- Opening Delimiter -

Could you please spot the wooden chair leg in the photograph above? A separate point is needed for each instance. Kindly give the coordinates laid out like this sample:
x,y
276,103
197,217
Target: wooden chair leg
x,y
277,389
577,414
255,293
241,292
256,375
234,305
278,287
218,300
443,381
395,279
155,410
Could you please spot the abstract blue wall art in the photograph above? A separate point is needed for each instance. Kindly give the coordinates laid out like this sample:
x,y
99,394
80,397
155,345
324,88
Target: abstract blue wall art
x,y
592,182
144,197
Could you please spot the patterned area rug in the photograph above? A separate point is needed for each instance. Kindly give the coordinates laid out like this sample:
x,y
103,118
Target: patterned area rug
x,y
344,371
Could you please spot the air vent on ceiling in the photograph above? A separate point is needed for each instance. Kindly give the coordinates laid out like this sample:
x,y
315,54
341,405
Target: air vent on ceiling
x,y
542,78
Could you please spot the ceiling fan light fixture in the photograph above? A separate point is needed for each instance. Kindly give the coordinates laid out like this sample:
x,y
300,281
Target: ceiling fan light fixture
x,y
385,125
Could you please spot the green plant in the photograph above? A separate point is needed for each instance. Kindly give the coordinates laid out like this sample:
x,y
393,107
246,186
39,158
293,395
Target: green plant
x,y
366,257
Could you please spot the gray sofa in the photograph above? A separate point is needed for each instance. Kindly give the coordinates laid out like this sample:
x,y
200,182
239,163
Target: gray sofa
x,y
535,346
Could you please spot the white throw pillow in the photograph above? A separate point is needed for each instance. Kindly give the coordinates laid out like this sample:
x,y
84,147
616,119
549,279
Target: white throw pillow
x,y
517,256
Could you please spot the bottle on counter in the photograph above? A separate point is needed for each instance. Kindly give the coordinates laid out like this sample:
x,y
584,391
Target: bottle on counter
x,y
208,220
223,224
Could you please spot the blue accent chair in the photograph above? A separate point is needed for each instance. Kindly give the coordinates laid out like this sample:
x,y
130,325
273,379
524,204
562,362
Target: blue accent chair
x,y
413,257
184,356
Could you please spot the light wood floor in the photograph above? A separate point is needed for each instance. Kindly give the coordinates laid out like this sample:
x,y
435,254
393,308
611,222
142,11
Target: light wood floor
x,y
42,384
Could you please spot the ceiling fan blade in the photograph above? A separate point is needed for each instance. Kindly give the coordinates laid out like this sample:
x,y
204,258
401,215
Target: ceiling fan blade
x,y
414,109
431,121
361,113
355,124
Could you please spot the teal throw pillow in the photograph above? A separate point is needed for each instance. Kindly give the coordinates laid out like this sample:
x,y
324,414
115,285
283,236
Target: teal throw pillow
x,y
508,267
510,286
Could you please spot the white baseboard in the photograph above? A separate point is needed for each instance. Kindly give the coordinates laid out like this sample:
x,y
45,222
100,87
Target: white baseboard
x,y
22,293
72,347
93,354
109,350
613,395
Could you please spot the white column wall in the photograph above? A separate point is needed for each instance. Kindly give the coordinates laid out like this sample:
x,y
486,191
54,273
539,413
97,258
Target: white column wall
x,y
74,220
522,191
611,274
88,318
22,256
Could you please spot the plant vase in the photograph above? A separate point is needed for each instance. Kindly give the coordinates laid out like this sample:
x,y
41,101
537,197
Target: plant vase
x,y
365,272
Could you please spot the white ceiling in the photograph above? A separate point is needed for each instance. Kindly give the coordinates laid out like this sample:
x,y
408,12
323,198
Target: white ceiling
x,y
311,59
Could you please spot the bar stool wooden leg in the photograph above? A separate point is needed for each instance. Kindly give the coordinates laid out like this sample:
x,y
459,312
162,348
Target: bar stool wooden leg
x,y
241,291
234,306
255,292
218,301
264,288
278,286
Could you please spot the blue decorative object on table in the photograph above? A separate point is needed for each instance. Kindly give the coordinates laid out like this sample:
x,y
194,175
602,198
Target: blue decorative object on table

- Closing Delimiter -

■ WORK REQUIRED ■
Print the listing in full, exactly as given.

■ SOLUTION TO THIS EXERCISE ■
Could you please spot the wooden chair leg in the photograph above? A separate point is needed for each instance. Kindly give the coordinates laid out like this sample:
x,y
276,103
197,217
Target: wooden chair leg
x,y
277,389
577,414
255,293
241,292
256,375
234,305
278,287
218,300
443,381
395,279
155,410
Could you please spot the abstract blue wall art in the photograph above? A separate point is needed for each instance. Kindly give the coordinates laid out like this sample:
x,y
99,394
80,397
155,345
324,88
Target: abstract blue wall art
x,y
592,182
144,197
Could you please spot the patterned area rug in the photograph above? A separate point is needed for each instance. Kindly give the coordinates laid out like this sample:
x,y
103,118
Target: patterned area rug
x,y
344,371
Could you please spot the air vent on ceiling in the photograph above? A separate point is needed for each instance. Kindly give the coordinates laid out like this sample:
x,y
315,54
341,405
Target: air vent on ceiling
x,y
542,78
Could you please spot the ceiling fan light fixture in the photograph above? A separate point is needed for each instance. Kindly give the coordinates laid out like this sample:
x,y
300,281
Target: ceiling fan light fixture
x,y
385,125
Could you please spot the green plant in the photograph above? A separate point is needed for each instance. Kindly give the coordinates laid out like this sample:
x,y
393,107
246,186
39,158
293,395
Target: green plant
x,y
366,257
Could you please spot the gray sofa in the photograph above? A separate point is needed for each instance. Kindly give the coordinates laid out like this sample:
x,y
200,182
239,163
Target: gray sofa
x,y
535,346
Could you please spot the white throw pillow in the photograph above? A separate point is needed for each instance. Kindly give the coordinates laid out like this sample:
x,y
84,147
616,119
549,279
Target: white throw pillow
x,y
517,256
Could you please spot the bottle on counter in the photograph above? A separate point is needed for each instance. Kindly give the coordinates laid out like this sample:
x,y
584,391
Target: bottle on counter
x,y
208,220
223,224
Could you please spot the blue accent chair in the photograph above? A separate point is needed for each instance. Kindly give the coordinates laid out like this sample:
x,y
130,325
273,379
524,204
562,362
Target: blue accent chair
x,y
413,257
184,356
Could you please spot the light wood floor in the photograph above? A separate point is needed for each instance. Kindly give the coordinates laid out like this sample:
x,y
435,254
393,308
611,222
142,11
Target: light wood floor
x,y
42,384
Could you please spot the ceiling fan blade in the photograph above? A separate point is needed for each instance. Kindly give the coordinates laid out like this sample:
x,y
204,258
401,215
Target: ceiling fan blade
x,y
414,109
431,121
361,113
355,124
Could you please spot the teal throw pillow in the photograph above? A separate point is needed for each instance. Kindly give the coordinates laid out like this sample:
x,y
324,414
115,285
283,236
Target: teal throw pillow
x,y
508,267
510,286
Could you please spot the white baseboard in the photograph above? A separate point is needed for each instance. Kindly give the coordinates laid out like this sample:
x,y
45,222
100,87
Target: white baseboard
x,y
22,293
72,347
93,354
109,350
613,395
Could you please spot the white column wall in the photograph above? A separate point is needed for each instance. Kindly give the coordinates laid out like this sample:
x,y
486,191
54,273
539,413
97,258
Target: white column wall
x,y
74,220
522,191
611,274
88,318
22,256
Could you please spot the plant vase in the photograph above? A separate point is needed for each instance. Kindly give the coordinates laid out like this sample:
x,y
41,101
537,197
Target: plant vase
x,y
365,272
Could you please spot the white ceiling in the photograph above? A separate point is needed for each instance. Kindly give the coordinates laid out like this sample:
x,y
408,12
323,198
Target: white ceiling
x,y
311,59
Could you please spot the bar stool wooden leg in the photograph above? A separate point is needed for each instance. Kindly give the coordinates laid out like this sample:
x,y
459,312
162,348
Target: bar stool wooden leg
x,y
241,291
234,306
255,292
218,301
264,288
278,286
Could you please spot the blue decorative object on table in the photograph above? A separate point is needed for each instance. Kindly give the coordinates laid out like this sample:
x,y
194,175
602,198
Target: blue decorative object on table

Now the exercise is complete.